[Point localization data]
----
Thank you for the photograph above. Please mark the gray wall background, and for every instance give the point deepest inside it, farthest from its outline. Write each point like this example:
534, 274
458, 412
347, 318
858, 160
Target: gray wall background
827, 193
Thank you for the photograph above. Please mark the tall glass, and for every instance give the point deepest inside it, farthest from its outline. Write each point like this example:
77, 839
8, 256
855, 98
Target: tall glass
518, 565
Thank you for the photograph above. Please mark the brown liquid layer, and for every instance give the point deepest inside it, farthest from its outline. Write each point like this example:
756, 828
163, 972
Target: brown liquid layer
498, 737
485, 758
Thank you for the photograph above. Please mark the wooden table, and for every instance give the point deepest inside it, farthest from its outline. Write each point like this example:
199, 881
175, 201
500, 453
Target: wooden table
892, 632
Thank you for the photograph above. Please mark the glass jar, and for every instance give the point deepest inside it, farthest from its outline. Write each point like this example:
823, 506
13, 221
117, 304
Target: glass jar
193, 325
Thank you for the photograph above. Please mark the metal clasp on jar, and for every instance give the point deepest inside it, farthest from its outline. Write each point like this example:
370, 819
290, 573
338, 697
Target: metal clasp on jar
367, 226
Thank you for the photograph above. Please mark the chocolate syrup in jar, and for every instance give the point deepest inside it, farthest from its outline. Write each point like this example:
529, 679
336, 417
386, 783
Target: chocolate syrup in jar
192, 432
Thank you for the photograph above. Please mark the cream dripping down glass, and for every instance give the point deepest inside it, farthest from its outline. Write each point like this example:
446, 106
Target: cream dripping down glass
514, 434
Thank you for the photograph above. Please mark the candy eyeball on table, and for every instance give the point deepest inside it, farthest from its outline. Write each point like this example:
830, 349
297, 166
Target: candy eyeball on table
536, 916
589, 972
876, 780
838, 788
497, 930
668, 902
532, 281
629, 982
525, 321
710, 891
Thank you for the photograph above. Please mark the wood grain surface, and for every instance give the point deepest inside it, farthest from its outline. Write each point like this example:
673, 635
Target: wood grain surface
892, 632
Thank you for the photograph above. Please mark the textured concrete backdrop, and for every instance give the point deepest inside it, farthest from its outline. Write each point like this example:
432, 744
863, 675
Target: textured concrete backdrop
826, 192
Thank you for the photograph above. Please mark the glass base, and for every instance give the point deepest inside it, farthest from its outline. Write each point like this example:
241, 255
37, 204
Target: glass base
----
The records shown above must be returned in full, exactly as written.

Thank you for the photograph above. Please mark the gray wall background, and for every instance give the point deepest inside it, farthest from its outline. Write each point like this example:
534, 274
458, 412
347, 318
858, 160
Target: gray wall background
827, 193
Thank you for the photograph above. Please mark the tall glass, and for every instance give the point deepest inside it, farthest from its outline. Write each point like this example:
77, 839
8, 256
855, 98
Target: tall glass
518, 565
Thank you for the photograph above. Please mark the brown liquid layer, and for every instance give the point deepest inside it, farthest from its outline. Write each point like this example:
756, 828
163, 972
Target: brown liquid layer
498, 737
485, 758
Thank you for the photograph above. Please mark the wooden table, and for every instance give the point deepest inside it, farthest from its outline. Write each point like this example:
199, 881
175, 201
500, 453
Target: wooden table
892, 632
Thank you for the photograph above. Please mark the glass jar, and for every instance give the point deepest inside it, farthest from its outline. Write each point like this example:
823, 506
13, 221
117, 304
Target: glass jar
193, 325
Thank you for the photograph above. Please mark the metal clasp on jar, and for every instance give the point deepest inside it, farthest from its outline. Write each point like this example:
370, 819
290, 573
338, 697
Target: metal clasp on jar
367, 226
Thank you for the photograph above. Please mark the chocolate syrup in jar, and for every instance give the point deepest inside it, farthest from its outline. Write each point like this example:
529, 679
336, 417
386, 783
Target: chocolate syrup in jar
192, 432
Thank you for the photograph above. Please mark the cream dripping down glass, and for every instance give the point deepest inside it, farthest from its outline. Write each point like this example:
446, 106
Target: cream dripping down glass
514, 434
Thank you for the photograph above. Please mark the candy eyeball on table, and for every instance give the point deepest inside it, farthest from its outline. Write each point like this example:
830, 349
297, 166
Target: candy eyeball on table
536, 916
589, 972
876, 780
838, 788
497, 930
668, 902
532, 281
629, 982
525, 321
710, 891
Thank you for the photograph above. Please mark the wood grain surface, and for every instance give the point deepest inside it, farthest from its outline. Write each point like this example:
673, 635
Target: wood grain surface
892, 632
Thank you for the photograph above. Please mark the textured concrete backdrop, and for every instance give the point deepest inside it, farthest from its outline. Write each point like this example:
432, 744
863, 675
Target: textured concrete backdrop
826, 192
Thank you for the photograph above. Please mark the glass base, and for every instance give the point deepest inside it, farthest from its outline. Write each point like this example:
241, 255
37, 204
Target: glass base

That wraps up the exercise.